- _GIVEN PROBLEM_:
Count the lines in the material that contain the string "covered", and give only that number.

Data drawn from a collection:
— Start —

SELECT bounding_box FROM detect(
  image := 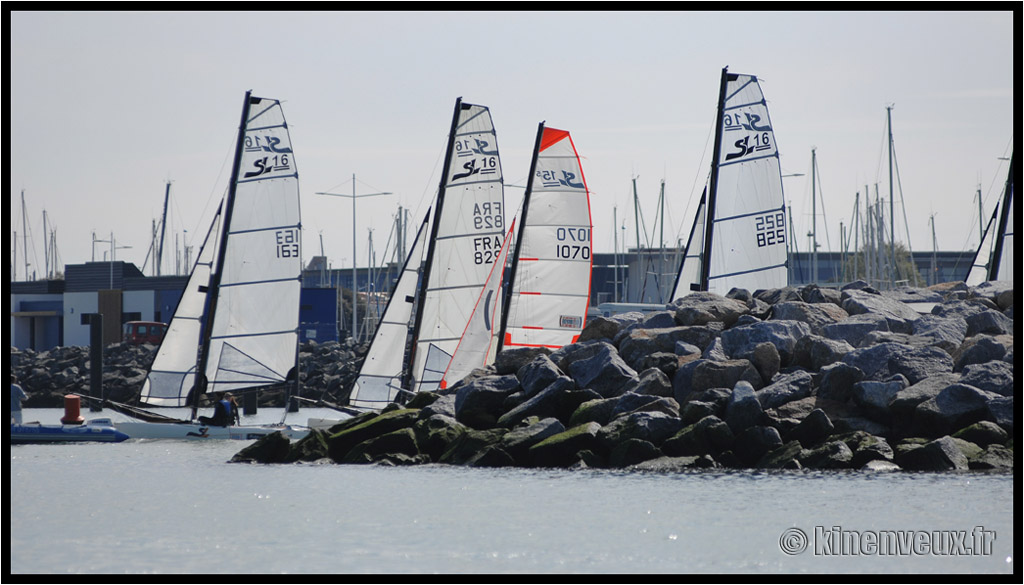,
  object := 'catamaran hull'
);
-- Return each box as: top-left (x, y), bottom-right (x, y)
top-left (10, 421), bottom-right (128, 445)
top-left (108, 421), bottom-right (309, 441)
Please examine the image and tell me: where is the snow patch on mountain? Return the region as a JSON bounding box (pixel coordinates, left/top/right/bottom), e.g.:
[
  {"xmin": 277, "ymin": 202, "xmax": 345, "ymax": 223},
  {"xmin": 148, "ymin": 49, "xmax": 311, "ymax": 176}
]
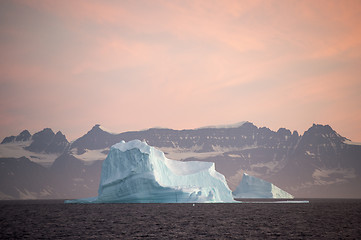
[
  {"xmin": 195, "ymin": 121, "xmax": 246, "ymax": 130},
  {"xmin": 0, "ymin": 140, "xmax": 60, "ymax": 167},
  {"xmin": 312, "ymin": 169, "xmax": 356, "ymax": 185},
  {"xmin": 343, "ymin": 139, "xmax": 361, "ymax": 146},
  {"xmin": 71, "ymin": 148, "xmax": 109, "ymax": 162}
]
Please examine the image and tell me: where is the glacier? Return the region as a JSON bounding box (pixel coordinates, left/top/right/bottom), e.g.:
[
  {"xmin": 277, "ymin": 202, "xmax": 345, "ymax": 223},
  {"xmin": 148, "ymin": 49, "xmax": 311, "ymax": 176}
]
[
  {"xmin": 233, "ymin": 173, "xmax": 294, "ymax": 199},
  {"xmin": 65, "ymin": 140, "xmax": 236, "ymax": 203}
]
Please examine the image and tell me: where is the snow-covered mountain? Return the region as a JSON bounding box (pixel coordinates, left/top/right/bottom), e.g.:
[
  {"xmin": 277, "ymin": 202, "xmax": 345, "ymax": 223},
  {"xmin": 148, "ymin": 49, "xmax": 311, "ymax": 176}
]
[{"xmin": 0, "ymin": 122, "xmax": 361, "ymax": 198}]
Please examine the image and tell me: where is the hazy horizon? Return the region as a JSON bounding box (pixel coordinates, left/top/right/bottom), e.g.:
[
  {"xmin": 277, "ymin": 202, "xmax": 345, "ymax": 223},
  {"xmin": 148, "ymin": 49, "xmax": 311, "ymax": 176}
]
[{"xmin": 0, "ymin": 0, "xmax": 361, "ymax": 142}]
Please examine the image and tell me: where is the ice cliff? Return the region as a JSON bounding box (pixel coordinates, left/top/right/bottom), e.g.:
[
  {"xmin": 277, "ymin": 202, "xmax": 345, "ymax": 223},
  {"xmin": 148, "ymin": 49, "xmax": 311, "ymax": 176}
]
[
  {"xmin": 66, "ymin": 140, "xmax": 234, "ymax": 203},
  {"xmin": 233, "ymin": 173, "xmax": 293, "ymax": 199}
]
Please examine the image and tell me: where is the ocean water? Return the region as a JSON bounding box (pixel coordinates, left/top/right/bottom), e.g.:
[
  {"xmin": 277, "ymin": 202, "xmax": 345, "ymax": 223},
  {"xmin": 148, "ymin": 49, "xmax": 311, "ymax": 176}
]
[{"xmin": 0, "ymin": 199, "xmax": 361, "ymax": 239}]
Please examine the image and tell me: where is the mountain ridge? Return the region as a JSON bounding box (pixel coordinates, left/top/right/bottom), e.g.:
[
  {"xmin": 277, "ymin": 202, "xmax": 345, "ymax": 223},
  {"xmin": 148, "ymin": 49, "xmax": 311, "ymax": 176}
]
[{"xmin": 0, "ymin": 122, "xmax": 361, "ymax": 198}]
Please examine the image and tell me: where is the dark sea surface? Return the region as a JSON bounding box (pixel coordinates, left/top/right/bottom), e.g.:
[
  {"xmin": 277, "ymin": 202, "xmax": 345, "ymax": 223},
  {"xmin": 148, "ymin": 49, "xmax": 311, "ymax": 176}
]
[{"xmin": 0, "ymin": 199, "xmax": 361, "ymax": 239}]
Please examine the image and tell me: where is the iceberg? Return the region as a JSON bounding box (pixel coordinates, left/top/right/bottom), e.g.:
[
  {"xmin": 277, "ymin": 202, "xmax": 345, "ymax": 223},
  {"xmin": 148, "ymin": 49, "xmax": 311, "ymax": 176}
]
[
  {"xmin": 233, "ymin": 173, "xmax": 294, "ymax": 199},
  {"xmin": 65, "ymin": 140, "xmax": 235, "ymax": 203}
]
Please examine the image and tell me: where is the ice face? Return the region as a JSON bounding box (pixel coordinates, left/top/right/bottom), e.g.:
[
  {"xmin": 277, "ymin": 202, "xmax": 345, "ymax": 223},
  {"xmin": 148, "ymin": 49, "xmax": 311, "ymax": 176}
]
[
  {"xmin": 233, "ymin": 173, "xmax": 293, "ymax": 199},
  {"xmin": 67, "ymin": 140, "xmax": 234, "ymax": 203}
]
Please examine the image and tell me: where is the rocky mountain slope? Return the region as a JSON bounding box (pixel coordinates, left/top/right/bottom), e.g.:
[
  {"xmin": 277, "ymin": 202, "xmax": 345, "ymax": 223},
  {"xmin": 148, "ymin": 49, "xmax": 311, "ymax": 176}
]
[{"xmin": 0, "ymin": 122, "xmax": 361, "ymax": 199}]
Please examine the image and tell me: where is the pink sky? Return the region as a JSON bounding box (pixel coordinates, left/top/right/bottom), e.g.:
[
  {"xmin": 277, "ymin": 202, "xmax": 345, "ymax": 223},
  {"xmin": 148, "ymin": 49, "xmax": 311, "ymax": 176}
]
[{"xmin": 0, "ymin": 0, "xmax": 361, "ymax": 142}]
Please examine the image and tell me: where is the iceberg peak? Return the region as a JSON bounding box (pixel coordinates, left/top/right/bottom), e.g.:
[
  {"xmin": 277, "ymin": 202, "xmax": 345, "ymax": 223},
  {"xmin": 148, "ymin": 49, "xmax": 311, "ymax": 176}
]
[
  {"xmin": 66, "ymin": 140, "xmax": 234, "ymax": 203},
  {"xmin": 233, "ymin": 173, "xmax": 294, "ymax": 199}
]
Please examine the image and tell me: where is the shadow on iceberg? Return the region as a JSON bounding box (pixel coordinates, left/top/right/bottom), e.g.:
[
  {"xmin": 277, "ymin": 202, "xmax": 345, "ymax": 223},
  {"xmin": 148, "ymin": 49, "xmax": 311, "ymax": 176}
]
[{"xmin": 65, "ymin": 140, "xmax": 235, "ymax": 203}]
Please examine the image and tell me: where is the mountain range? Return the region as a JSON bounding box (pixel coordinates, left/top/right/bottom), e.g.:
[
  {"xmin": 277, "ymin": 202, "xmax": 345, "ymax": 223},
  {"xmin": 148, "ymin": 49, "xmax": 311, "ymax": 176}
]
[{"xmin": 0, "ymin": 122, "xmax": 361, "ymax": 199}]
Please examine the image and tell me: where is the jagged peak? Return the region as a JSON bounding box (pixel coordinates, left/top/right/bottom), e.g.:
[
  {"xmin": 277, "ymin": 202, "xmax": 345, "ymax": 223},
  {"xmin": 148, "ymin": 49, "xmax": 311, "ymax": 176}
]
[
  {"xmin": 195, "ymin": 121, "xmax": 249, "ymax": 130},
  {"xmin": 303, "ymin": 123, "xmax": 346, "ymax": 141}
]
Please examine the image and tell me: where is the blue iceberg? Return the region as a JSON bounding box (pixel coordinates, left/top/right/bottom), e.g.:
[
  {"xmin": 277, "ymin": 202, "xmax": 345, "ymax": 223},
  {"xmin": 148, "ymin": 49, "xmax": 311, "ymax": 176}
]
[
  {"xmin": 233, "ymin": 173, "xmax": 294, "ymax": 199},
  {"xmin": 65, "ymin": 140, "xmax": 235, "ymax": 203}
]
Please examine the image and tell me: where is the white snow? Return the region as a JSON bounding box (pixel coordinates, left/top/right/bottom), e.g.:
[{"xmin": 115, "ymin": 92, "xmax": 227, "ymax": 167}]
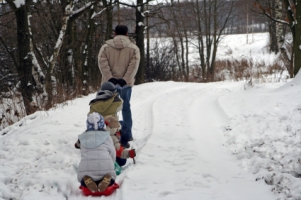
[
  {"xmin": 0, "ymin": 74, "xmax": 301, "ymax": 200},
  {"xmin": 0, "ymin": 34, "xmax": 301, "ymax": 200}
]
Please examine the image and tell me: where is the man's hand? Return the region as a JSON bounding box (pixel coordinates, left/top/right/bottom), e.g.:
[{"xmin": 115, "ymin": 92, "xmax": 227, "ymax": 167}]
[
  {"xmin": 109, "ymin": 78, "xmax": 118, "ymax": 85},
  {"xmin": 118, "ymin": 78, "xmax": 127, "ymax": 87}
]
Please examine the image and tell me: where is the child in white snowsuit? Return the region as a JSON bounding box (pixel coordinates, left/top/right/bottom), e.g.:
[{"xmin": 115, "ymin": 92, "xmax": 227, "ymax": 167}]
[{"xmin": 77, "ymin": 112, "xmax": 116, "ymax": 192}]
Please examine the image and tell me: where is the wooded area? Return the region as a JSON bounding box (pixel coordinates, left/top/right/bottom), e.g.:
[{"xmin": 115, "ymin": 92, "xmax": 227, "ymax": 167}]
[{"xmin": 0, "ymin": 0, "xmax": 301, "ymax": 127}]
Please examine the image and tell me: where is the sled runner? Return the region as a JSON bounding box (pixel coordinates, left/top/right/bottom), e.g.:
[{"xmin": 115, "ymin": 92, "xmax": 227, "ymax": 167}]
[
  {"xmin": 79, "ymin": 183, "xmax": 119, "ymax": 196},
  {"xmin": 114, "ymin": 162, "xmax": 122, "ymax": 175}
]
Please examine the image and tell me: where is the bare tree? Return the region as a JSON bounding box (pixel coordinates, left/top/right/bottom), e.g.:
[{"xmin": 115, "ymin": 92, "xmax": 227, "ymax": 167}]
[
  {"xmin": 194, "ymin": 0, "xmax": 234, "ymax": 81},
  {"xmin": 254, "ymin": 0, "xmax": 301, "ymax": 77}
]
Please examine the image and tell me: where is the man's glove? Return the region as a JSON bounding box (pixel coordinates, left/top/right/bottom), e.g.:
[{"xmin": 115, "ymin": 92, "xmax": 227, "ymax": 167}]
[
  {"xmin": 74, "ymin": 143, "xmax": 80, "ymax": 149},
  {"xmin": 109, "ymin": 78, "xmax": 118, "ymax": 85},
  {"xmin": 129, "ymin": 149, "xmax": 136, "ymax": 158},
  {"xmin": 74, "ymin": 140, "xmax": 80, "ymax": 149},
  {"xmin": 118, "ymin": 78, "xmax": 127, "ymax": 87}
]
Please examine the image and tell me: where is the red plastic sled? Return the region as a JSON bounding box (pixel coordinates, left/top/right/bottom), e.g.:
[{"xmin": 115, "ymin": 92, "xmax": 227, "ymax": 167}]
[{"xmin": 79, "ymin": 183, "xmax": 119, "ymax": 196}]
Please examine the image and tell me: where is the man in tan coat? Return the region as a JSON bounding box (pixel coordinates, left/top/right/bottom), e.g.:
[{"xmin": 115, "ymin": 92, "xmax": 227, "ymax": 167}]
[{"xmin": 98, "ymin": 25, "xmax": 140, "ymax": 140}]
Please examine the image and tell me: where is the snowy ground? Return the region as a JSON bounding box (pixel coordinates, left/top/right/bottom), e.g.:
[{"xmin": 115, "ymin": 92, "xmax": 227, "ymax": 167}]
[{"xmin": 0, "ymin": 73, "xmax": 301, "ymax": 200}]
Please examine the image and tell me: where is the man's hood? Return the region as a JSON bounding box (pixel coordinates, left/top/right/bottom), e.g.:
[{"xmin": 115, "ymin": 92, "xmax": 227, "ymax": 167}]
[{"xmin": 106, "ymin": 35, "xmax": 131, "ymax": 49}]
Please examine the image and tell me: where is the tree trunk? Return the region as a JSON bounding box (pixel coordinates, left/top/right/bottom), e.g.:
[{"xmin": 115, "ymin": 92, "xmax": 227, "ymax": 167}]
[
  {"xmin": 102, "ymin": 0, "xmax": 113, "ymax": 40},
  {"xmin": 283, "ymin": 0, "xmax": 301, "ymax": 78},
  {"xmin": 15, "ymin": 1, "xmax": 36, "ymax": 115},
  {"xmin": 135, "ymin": 0, "xmax": 145, "ymax": 84}
]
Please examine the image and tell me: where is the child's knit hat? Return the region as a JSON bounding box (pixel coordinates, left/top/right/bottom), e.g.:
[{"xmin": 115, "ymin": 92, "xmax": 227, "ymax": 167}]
[
  {"xmin": 87, "ymin": 112, "xmax": 106, "ymax": 131},
  {"xmin": 101, "ymin": 82, "xmax": 117, "ymax": 93},
  {"xmin": 105, "ymin": 115, "xmax": 120, "ymax": 129}
]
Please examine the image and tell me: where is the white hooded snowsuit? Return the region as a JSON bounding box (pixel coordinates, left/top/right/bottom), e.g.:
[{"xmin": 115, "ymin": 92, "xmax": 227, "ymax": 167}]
[{"xmin": 77, "ymin": 130, "xmax": 116, "ymax": 182}]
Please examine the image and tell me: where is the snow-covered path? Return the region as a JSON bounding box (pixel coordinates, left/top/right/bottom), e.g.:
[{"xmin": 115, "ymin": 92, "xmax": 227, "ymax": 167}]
[
  {"xmin": 115, "ymin": 82, "xmax": 275, "ymax": 200},
  {"xmin": 0, "ymin": 82, "xmax": 284, "ymax": 200}
]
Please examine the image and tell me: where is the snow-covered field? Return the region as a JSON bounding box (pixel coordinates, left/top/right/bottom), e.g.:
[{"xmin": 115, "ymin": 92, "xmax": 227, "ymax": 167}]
[
  {"xmin": 0, "ymin": 73, "xmax": 301, "ymax": 200},
  {"xmin": 0, "ymin": 34, "xmax": 301, "ymax": 200}
]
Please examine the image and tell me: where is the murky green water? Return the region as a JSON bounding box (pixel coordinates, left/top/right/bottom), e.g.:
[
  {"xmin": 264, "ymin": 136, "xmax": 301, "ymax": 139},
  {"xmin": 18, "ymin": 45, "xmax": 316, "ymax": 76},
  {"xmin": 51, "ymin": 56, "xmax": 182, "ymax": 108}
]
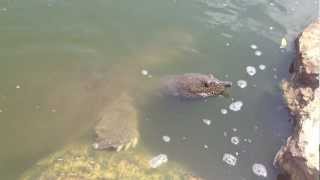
[{"xmin": 0, "ymin": 0, "xmax": 318, "ymax": 180}]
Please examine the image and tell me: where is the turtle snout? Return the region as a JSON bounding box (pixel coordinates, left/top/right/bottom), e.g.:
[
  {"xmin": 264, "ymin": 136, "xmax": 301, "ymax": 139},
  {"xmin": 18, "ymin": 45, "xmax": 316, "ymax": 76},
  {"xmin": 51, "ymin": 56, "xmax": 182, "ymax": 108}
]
[{"xmin": 224, "ymin": 81, "xmax": 232, "ymax": 87}]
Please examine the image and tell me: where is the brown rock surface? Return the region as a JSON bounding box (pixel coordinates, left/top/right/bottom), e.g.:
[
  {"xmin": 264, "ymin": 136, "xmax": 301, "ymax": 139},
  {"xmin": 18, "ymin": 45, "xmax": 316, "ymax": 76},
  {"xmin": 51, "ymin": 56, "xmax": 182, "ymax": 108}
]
[{"xmin": 274, "ymin": 20, "xmax": 320, "ymax": 180}]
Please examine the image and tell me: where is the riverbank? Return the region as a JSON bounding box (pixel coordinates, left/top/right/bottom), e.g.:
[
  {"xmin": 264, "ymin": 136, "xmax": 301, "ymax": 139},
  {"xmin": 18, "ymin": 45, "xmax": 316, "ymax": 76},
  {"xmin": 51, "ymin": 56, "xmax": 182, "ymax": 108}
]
[{"xmin": 274, "ymin": 20, "xmax": 320, "ymax": 180}]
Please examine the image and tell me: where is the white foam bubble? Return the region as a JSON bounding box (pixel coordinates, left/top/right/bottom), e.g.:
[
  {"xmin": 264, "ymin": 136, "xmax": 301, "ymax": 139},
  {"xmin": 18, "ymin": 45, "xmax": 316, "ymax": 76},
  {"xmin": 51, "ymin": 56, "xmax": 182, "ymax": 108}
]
[
  {"xmin": 149, "ymin": 154, "xmax": 168, "ymax": 168},
  {"xmin": 220, "ymin": 108, "xmax": 228, "ymax": 114},
  {"xmin": 246, "ymin": 66, "xmax": 257, "ymax": 76},
  {"xmin": 230, "ymin": 136, "xmax": 240, "ymax": 145},
  {"xmin": 202, "ymin": 119, "xmax": 211, "ymax": 126},
  {"xmin": 222, "ymin": 153, "xmax": 237, "ymax": 166},
  {"xmin": 141, "ymin": 69, "xmax": 149, "ymax": 76},
  {"xmin": 254, "ymin": 50, "xmax": 262, "ymax": 56},
  {"xmin": 229, "ymin": 101, "xmax": 243, "ymax": 111},
  {"xmin": 250, "ymin": 44, "xmax": 258, "ymax": 49},
  {"xmin": 259, "ymin": 64, "xmax": 266, "ymax": 70},
  {"xmin": 252, "ymin": 163, "xmax": 268, "ymax": 177},
  {"xmin": 162, "ymin": 135, "xmax": 171, "ymax": 142},
  {"xmin": 237, "ymin": 79, "xmax": 247, "ymax": 88}
]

— End —

- _SOLUTION FOR THIS PROBLEM_:
3